Only the run of lines from the one containing "Locate every instance of the black" through the last line should be returned, exactly as written.

**Given records:**
===============
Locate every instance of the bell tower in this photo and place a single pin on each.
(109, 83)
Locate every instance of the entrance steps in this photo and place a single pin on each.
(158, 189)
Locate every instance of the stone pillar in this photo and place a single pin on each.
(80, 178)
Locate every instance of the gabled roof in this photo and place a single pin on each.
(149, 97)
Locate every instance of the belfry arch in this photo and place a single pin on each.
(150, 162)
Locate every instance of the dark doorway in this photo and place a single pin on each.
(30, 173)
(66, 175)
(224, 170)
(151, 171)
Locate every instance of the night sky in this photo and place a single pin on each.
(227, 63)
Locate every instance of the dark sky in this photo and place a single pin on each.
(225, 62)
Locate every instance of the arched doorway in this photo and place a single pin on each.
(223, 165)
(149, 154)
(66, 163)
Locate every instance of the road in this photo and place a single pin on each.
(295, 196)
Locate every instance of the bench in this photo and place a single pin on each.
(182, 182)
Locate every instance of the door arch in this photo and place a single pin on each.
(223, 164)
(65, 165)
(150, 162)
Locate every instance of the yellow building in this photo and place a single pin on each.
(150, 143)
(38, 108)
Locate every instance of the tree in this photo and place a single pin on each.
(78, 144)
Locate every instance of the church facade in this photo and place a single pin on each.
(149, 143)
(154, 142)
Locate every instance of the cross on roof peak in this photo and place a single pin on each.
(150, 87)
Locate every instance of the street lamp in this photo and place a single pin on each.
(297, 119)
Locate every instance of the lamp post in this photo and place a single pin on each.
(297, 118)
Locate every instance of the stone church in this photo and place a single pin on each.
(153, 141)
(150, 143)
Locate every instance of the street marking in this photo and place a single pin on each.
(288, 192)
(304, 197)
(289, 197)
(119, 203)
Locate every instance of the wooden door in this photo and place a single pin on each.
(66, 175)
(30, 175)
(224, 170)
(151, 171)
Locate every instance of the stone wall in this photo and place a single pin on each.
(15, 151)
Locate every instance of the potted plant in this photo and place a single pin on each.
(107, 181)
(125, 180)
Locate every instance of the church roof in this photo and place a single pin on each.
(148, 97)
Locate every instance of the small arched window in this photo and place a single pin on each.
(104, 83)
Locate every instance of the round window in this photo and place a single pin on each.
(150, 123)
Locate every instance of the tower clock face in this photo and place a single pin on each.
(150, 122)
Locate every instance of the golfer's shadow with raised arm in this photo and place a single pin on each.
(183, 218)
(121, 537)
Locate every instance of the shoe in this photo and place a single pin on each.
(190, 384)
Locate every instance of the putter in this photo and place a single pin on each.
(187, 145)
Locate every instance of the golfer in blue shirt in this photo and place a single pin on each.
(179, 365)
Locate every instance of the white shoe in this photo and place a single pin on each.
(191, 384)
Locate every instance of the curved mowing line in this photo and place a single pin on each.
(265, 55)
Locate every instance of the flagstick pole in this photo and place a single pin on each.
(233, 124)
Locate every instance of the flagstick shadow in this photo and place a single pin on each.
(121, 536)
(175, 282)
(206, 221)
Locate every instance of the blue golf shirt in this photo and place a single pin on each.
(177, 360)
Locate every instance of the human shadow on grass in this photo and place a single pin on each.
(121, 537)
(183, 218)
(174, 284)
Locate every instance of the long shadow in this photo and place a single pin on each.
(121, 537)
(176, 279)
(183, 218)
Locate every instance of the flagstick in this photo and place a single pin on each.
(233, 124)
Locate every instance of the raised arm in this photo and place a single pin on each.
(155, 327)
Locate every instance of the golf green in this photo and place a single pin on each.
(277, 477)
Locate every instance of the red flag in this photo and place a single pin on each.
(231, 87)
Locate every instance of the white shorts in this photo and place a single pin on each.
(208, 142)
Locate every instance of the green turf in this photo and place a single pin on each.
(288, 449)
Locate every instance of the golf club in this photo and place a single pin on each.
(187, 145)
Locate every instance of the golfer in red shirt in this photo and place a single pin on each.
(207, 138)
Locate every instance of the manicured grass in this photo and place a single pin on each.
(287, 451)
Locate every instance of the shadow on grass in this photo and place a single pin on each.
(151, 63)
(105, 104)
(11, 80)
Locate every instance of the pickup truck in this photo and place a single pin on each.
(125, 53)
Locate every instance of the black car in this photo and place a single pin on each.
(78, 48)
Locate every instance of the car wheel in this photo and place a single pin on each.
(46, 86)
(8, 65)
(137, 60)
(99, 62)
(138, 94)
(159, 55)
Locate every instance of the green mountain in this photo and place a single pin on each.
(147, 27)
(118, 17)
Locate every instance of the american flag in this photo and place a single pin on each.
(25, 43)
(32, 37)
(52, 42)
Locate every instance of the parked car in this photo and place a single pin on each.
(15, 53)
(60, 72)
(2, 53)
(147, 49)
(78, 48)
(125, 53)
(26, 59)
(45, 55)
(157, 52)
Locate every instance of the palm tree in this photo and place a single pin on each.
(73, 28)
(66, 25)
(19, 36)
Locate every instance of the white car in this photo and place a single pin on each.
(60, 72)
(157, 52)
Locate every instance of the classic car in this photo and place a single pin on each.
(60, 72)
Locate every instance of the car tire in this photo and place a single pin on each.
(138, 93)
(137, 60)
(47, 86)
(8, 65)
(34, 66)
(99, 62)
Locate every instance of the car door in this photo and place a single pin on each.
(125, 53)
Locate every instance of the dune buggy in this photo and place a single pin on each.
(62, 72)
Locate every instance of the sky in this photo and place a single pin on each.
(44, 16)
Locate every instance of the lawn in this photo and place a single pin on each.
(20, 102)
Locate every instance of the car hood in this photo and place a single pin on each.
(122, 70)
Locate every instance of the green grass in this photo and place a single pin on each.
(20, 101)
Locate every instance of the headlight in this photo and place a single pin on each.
===============
**Output for this task:**
Locate every instance of the black car in this photo and place a single pin on each.
(78, 48)
Locate every instance of the car wheel in this photo and place a single pin on each.
(46, 86)
(8, 65)
(137, 60)
(99, 62)
(138, 94)
(159, 55)
Locate every instance of the green mountain in this photo and place a single pin on each.
(147, 27)
(118, 17)
Locate every instance of the american flag in this photo and place a single pin on each.
(25, 43)
(32, 37)
(52, 42)
Locate every instance of the parked car in this photo and place a single pin on each.
(15, 53)
(60, 72)
(2, 53)
(147, 49)
(78, 48)
(125, 53)
(26, 59)
(45, 55)
(157, 52)
Locate every instance of the palm tree in this photo and place a single pin on each.
(73, 28)
(66, 25)
(19, 36)
Locate every instance of the white car in this photo and place a single pin on each.
(60, 72)
(157, 52)
Locate every instance of the classic car in this photo and place a single pin on each.
(60, 72)
Locate every instance of the car tire in this photo and place a single pin on each.
(138, 93)
(137, 60)
(47, 86)
(8, 65)
(34, 66)
(99, 62)
Locate every instance of the car door in this photo and place a single pin on each.
(125, 53)
Locate every instance of the dune buggy in this photo and place a single pin on each.
(62, 72)
Locate every instance of the sky in this photo and place a single pin on each.
(44, 16)
Locate every instance of the lawn in this photo and place a single pin on each.
(20, 102)
Locate every instance of the car hood in this photo and place a single pin on each.
(122, 70)
Locate every instance of the green grass in this photo and place a single pin on each.
(20, 101)
Locate every instance of the headlight in this photo and place a single pin on each.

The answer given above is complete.